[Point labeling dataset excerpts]
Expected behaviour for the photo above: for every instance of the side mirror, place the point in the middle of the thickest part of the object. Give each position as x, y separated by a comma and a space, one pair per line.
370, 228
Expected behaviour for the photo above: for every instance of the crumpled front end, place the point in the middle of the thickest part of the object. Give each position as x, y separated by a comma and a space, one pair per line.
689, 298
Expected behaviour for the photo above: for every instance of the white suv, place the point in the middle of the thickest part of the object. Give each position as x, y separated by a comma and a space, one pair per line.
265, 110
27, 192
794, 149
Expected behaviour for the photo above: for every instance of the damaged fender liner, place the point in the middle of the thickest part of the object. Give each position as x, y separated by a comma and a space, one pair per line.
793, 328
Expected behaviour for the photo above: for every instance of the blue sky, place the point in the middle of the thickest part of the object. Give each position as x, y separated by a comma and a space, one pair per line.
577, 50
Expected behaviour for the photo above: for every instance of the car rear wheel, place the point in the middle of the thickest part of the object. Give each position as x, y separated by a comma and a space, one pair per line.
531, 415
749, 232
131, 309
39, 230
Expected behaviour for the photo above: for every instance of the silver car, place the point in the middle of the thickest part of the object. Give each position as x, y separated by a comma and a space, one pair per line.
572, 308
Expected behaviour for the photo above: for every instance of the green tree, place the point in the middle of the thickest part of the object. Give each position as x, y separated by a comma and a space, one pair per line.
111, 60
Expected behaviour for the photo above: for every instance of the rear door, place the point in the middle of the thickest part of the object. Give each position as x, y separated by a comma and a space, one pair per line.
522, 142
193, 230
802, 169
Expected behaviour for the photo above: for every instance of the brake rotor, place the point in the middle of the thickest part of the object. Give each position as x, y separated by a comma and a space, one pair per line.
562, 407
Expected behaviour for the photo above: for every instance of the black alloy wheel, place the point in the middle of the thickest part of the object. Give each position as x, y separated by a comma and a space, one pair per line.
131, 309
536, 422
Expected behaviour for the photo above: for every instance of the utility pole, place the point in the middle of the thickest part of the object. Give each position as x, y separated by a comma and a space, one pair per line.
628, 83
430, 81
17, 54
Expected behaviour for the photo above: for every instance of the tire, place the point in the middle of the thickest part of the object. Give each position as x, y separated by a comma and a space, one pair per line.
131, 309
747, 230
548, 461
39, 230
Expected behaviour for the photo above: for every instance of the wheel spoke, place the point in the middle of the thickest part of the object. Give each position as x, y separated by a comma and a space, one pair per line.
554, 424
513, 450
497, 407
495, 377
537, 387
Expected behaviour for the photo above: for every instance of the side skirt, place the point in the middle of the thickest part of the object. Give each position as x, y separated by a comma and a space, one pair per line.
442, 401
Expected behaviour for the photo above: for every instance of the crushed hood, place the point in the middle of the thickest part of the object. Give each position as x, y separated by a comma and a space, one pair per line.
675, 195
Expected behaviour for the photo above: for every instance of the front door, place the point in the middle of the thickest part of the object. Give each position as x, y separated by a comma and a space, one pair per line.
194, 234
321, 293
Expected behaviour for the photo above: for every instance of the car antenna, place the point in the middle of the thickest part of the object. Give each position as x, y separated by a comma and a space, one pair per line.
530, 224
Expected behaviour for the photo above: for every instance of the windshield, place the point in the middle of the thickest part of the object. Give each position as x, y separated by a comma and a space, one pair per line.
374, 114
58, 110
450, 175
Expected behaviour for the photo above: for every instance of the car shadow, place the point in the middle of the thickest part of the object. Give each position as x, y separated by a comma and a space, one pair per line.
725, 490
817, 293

The request:
Copy every line of the material, please, keeping it exactly the same.

Exercise answer:
Expected behaviour for the photo above: for every instance of the side mirror, place the point in the middle of the thickest part of the object. Give each position as x, y separated by a comma and a space, one pair per line.
370, 228
Expected behaviour for the photo above: for every instance of the crumpled front end, place the point in the middle of the thickest part of the object. Give each position as x, y separated by a comma and a space, one pair per line.
689, 298
Expected behaviour for the photo above: for every instance of the white suv, place the point in the middle of the thickest part of the object. Give each position as x, y separated by a comma and a space, one pair per line.
265, 110
27, 192
794, 149
Expected behaviour for the photo above: for every instance of the damaged fender liner, place the point in the middle of the thickest part of the object. Give each position as x, y separated by a comma and a space, one pair per line.
793, 328
Expected behaviour for the photo above: for every instance of the blue sky, place the point in the middle of the thickest part of the object. Give each position as x, y separated by a comma and a space, one pair per line.
577, 50
Expected behaviour for the photo above: for every instance of the car rear wheel, place the point in the middle of the thickest part of the object. Give each position as x, y separated by a comma and a space, one pair per line.
531, 415
749, 232
131, 309
39, 230
Expected behaviour for the photo above: for every instance of the silver car, place the point in the middle of the thickest part of the object. Give each position as x, y separated by a comma and a space, one pair per line.
572, 308
Expected behaviour for the photo above: for every instance of the green tree, place the point in the middle of the thickest part of the object. Give each position as x, y separated by a comma and a space, one pair per line.
111, 60
Expected behaviour for the photo above: for every instance of the rear door, place the point in the middle of the thickest part of the object. Give each position as x, y separated by a comma and a space, one pair per line.
522, 142
193, 230
802, 169
Expected behaviour for the photo above: for every instance of the brake rotor, place the point in the middle of the thickest part of the object. Give each position as x, y separated by a comma and a space, one pair per line.
562, 407
Expected behaviour for the photo above: for every instance of the black alloy wheel, place the point in the middle of the thickest part of the object. Give each position as x, y separated by a comma and a space, one pair per line.
131, 309
536, 422
Expected behaviour for the photo above: for every instance of the utility pole, place the point in the middle of the thickest part of the object. Give each position as x, y separated by a comma and a space, one pair per line.
628, 83
430, 81
17, 54
Expected behaviour for the photo above: for every instance of the tire, place the point in the middle of the thickest part of the object. Give each position as x, y separated by a comma and a space, one pair per line.
131, 309
747, 230
548, 461
39, 230
Expected behaviour for the photo above: for every instance of the wheel spoke, place the point in the middle of the thickest part of the object. Give each position as x, y separated by a comma and a space, one pair per line.
554, 424
513, 450
497, 407
495, 377
537, 387
Expected behaviour for the photo above: for every instance of the side skirt, place the point in the middle of the thickest part of the object. Give each position as x, y separated by a comma and a space, one pair per line.
442, 401
Expected behaviour for the photo above: for every instance of the crushed hood, place the point in the middle of the thickest part of the object. Give each position as x, y separated by a comma and a space, one pair per line.
675, 195
Expected behaviour for the photo above: for every instance of the front door, place the point in the middle of the thickest part of the object. Give each position as x, y separated by a comma and a space, one pair per line.
194, 234
321, 293
Expected behaviour for the photo above: for every instance of the car antenna, place the point in the middle of the thickest part of the object. Give each position as x, y separated by a comma and a space, one pair per line.
530, 224
Expected behaviour for the photo above: for every instance of the windshield, place the point in the middle of the thickest part of the object. Give each position as x, y separated by a comma and a space, one pair per line.
374, 114
58, 110
450, 175
Expected behaviour for the photo above: for every instance of the car shadow, place the point in the middle of the thickest part of the object. Give each position as x, y separated by a comma and a space, one pair per line.
725, 490
817, 293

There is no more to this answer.